→ The task: Write out, word for word, every line in the data below from the one containing "target | red and white control tower" to the one containing "target | red and white striped pole", both of them included.

------------

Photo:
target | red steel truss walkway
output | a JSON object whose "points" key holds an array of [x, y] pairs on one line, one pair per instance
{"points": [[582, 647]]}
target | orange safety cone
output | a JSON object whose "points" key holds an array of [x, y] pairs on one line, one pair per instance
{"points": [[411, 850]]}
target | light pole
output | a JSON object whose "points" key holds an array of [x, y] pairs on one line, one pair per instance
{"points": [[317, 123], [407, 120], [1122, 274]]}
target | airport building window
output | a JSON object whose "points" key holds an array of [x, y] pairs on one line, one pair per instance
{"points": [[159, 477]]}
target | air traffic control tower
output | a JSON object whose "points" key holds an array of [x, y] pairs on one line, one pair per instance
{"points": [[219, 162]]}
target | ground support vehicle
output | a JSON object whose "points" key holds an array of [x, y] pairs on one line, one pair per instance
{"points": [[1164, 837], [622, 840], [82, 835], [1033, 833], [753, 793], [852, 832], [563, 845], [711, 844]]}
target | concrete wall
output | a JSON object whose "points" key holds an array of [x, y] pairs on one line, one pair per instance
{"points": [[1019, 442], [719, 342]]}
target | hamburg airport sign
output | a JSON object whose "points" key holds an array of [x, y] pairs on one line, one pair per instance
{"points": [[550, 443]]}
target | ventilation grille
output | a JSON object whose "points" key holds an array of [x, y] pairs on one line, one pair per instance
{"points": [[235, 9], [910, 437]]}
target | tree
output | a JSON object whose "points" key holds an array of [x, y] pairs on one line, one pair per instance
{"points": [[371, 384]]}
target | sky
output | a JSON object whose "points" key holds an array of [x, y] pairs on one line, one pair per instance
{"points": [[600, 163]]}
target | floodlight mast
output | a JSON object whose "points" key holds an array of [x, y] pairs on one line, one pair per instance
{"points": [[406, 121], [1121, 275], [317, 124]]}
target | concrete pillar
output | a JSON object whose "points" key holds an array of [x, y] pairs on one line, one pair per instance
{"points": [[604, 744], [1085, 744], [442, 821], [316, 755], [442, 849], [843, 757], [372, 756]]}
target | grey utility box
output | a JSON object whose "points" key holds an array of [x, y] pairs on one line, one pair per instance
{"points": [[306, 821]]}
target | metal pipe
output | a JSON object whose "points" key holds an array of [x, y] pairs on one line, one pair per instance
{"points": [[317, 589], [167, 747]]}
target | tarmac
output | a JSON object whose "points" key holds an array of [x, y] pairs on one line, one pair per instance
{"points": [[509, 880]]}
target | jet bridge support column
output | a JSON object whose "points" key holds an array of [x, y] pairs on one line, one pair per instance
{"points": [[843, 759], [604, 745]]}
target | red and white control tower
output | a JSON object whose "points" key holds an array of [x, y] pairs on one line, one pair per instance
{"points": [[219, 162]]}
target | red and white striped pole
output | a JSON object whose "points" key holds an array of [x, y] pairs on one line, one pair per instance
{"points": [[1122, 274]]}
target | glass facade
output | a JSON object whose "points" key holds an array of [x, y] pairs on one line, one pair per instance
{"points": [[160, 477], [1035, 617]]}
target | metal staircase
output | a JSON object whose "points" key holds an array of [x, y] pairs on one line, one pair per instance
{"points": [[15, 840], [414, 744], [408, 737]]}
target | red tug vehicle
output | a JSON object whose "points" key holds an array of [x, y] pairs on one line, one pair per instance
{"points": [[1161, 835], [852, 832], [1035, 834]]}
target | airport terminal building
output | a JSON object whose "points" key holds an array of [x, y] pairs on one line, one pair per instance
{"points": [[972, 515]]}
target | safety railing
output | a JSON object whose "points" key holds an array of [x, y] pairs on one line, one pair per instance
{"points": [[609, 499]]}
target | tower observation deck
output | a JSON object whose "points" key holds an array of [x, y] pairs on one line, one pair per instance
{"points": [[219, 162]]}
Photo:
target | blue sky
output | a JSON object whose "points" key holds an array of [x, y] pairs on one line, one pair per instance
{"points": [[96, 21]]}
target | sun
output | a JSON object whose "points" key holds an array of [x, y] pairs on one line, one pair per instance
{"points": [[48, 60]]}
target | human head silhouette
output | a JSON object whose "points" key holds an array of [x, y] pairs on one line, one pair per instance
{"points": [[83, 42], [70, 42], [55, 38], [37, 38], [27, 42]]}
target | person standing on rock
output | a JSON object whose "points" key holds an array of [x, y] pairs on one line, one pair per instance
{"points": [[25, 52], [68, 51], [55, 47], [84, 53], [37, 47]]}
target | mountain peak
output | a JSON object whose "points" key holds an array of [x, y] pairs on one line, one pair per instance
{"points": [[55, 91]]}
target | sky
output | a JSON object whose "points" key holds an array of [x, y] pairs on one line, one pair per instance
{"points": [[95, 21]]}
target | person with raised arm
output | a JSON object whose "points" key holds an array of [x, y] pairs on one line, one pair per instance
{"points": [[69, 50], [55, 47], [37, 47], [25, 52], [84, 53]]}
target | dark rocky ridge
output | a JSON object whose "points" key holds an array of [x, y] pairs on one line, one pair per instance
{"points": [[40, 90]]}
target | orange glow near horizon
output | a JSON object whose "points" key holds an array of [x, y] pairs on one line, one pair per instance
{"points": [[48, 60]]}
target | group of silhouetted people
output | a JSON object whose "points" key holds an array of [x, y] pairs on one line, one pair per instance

------------

→ Response below:
target | red and white control tower
output | a JSON object whose "points" key holds an array of [x, y] pairs on one line, one pair per instance
{"points": [[219, 162]]}
target | red and white striped pole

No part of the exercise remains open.